Records to use:
* * * * * * *
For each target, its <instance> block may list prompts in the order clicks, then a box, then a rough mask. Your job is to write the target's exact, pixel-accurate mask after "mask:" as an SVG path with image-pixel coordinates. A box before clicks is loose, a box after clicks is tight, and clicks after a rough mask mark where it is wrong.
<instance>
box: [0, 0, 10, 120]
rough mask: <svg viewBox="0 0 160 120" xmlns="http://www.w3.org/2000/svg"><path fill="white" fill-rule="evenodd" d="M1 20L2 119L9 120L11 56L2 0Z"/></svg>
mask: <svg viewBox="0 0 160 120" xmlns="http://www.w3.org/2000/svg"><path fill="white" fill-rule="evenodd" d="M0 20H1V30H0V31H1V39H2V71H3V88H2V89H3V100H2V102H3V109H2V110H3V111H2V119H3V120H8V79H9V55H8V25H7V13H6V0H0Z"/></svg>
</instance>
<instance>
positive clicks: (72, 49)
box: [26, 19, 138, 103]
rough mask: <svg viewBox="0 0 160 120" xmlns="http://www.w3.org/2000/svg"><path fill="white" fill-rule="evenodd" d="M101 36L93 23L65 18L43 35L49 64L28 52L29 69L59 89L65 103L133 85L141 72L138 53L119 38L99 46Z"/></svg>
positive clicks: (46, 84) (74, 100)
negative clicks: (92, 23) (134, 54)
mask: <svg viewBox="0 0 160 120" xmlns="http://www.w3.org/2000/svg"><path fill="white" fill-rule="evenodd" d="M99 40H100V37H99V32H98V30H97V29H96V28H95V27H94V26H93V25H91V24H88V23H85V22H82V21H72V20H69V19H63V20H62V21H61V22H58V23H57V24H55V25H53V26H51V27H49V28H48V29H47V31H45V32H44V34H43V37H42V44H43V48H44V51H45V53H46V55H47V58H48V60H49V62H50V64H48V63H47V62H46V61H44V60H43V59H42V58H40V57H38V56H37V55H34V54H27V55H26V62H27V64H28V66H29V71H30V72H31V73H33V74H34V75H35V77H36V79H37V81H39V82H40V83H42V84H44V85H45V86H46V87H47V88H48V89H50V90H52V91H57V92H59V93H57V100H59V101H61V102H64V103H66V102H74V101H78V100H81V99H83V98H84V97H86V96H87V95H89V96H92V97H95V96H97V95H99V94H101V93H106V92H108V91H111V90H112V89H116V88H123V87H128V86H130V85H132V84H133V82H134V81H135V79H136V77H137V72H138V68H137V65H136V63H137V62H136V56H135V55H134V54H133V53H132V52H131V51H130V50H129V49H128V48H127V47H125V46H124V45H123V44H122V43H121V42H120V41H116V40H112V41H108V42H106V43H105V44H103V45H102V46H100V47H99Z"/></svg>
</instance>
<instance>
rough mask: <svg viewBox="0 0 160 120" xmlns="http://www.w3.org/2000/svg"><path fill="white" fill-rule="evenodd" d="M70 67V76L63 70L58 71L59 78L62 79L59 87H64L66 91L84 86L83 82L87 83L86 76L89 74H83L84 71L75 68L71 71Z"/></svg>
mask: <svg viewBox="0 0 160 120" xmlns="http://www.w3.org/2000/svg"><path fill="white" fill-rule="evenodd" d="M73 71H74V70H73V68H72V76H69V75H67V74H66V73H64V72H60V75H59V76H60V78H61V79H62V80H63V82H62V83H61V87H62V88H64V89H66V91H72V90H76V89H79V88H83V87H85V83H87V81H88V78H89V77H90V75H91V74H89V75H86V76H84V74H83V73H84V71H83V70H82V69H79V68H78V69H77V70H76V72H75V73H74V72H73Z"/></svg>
* * * * * * *
Your assignment: Reproduce the material while keeping each line exactly as it was written.

Completed exercise:
For each target, its <instance> block may list prompts in the order clicks, then a box, then a rough mask. Your job is to write the target's exact, pixel-accurate mask after "mask:" as an SVG path with image-pixel coordinates. A box before clicks is loose, a box after clicks is tight, and clicks after a rough mask mark where it is wrong.
<instance>
box: [0, 0, 10, 120]
rough mask: <svg viewBox="0 0 160 120" xmlns="http://www.w3.org/2000/svg"><path fill="white" fill-rule="evenodd" d="M1 20L2 119L9 120L11 56L2 0Z"/></svg>
mask: <svg viewBox="0 0 160 120" xmlns="http://www.w3.org/2000/svg"><path fill="white" fill-rule="evenodd" d="M0 20H1V30H0V31H1V39H2V71H3V88H2V89H3V100H2V102H3V109H2V110H3V111H2V119H3V120H8V79H9V55H8V25H7V13H6V0H0Z"/></svg>
</instance>
<instance>
positive clicks: (72, 49)
box: [26, 19, 138, 103]
rough mask: <svg viewBox="0 0 160 120" xmlns="http://www.w3.org/2000/svg"><path fill="white" fill-rule="evenodd" d="M101 36L93 23L65 18L43 35L49 64L28 52L29 69L59 89L65 103L133 85L141 72L138 53L119 38L99 46Z"/></svg>
positive clicks: (46, 84) (74, 100)
negative clicks: (92, 23) (134, 54)
mask: <svg viewBox="0 0 160 120" xmlns="http://www.w3.org/2000/svg"><path fill="white" fill-rule="evenodd" d="M99 40H100V37H99V32H98V30H97V29H96V28H95V27H94V26H93V25H91V24H88V23H85V22H82V21H72V20H69V19H63V20H62V21H61V22H58V23H57V24H55V25H53V26H51V27H49V28H48V29H47V31H45V32H44V34H43V37H42V44H43V48H44V51H45V53H46V55H47V58H48V60H49V62H50V64H48V63H47V62H46V61H44V60H43V59H42V58H40V57H38V56H37V55H34V54H27V55H26V62H27V64H28V66H29V71H30V72H31V73H33V74H34V75H35V77H36V79H37V81H39V82H40V83H42V84H44V85H45V86H46V87H47V88H48V89H50V90H52V91H57V92H59V93H57V100H59V101H61V102H64V103H66V102H74V101H78V100H81V99H83V98H84V97H86V96H87V95H89V96H92V97H95V96H97V95H99V94H101V93H106V92H108V91H111V90H112V89H116V88H123V87H128V86H130V85H132V84H133V82H134V81H135V79H136V77H137V72H138V68H137V65H136V63H137V62H136V56H135V55H134V54H133V53H132V52H131V51H130V50H129V49H128V48H127V47H125V46H124V45H123V44H122V43H121V42H120V41H116V40H112V41H108V42H106V43H105V44H103V45H102V46H100V47H99Z"/></svg>
</instance>
<instance>
rough mask: <svg viewBox="0 0 160 120" xmlns="http://www.w3.org/2000/svg"><path fill="white" fill-rule="evenodd" d="M70 67V76L63 70L58 71L59 78L62 79L59 87H64L66 91L84 86L83 82L87 83L86 76L89 74H83L84 71L75 68L71 71Z"/></svg>
mask: <svg viewBox="0 0 160 120" xmlns="http://www.w3.org/2000/svg"><path fill="white" fill-rule="evenodd" d="M73 71H74V70H73V68H72V76H69V75H67V74H66V73H64V72H60V75H59V76H60V78H61V79H62V80H63V82H62V83H61V87H62V88H64V89H66V91H72V90H76V89H79V88H83V87H85V83H87V81H88V78H89V77H90V75H91V74H89V75H86V76H84V74H83V73H84V71H83V70H82V69H79V68H78V69H77V70H76V72H75V73H74V72H73Z"/></svg>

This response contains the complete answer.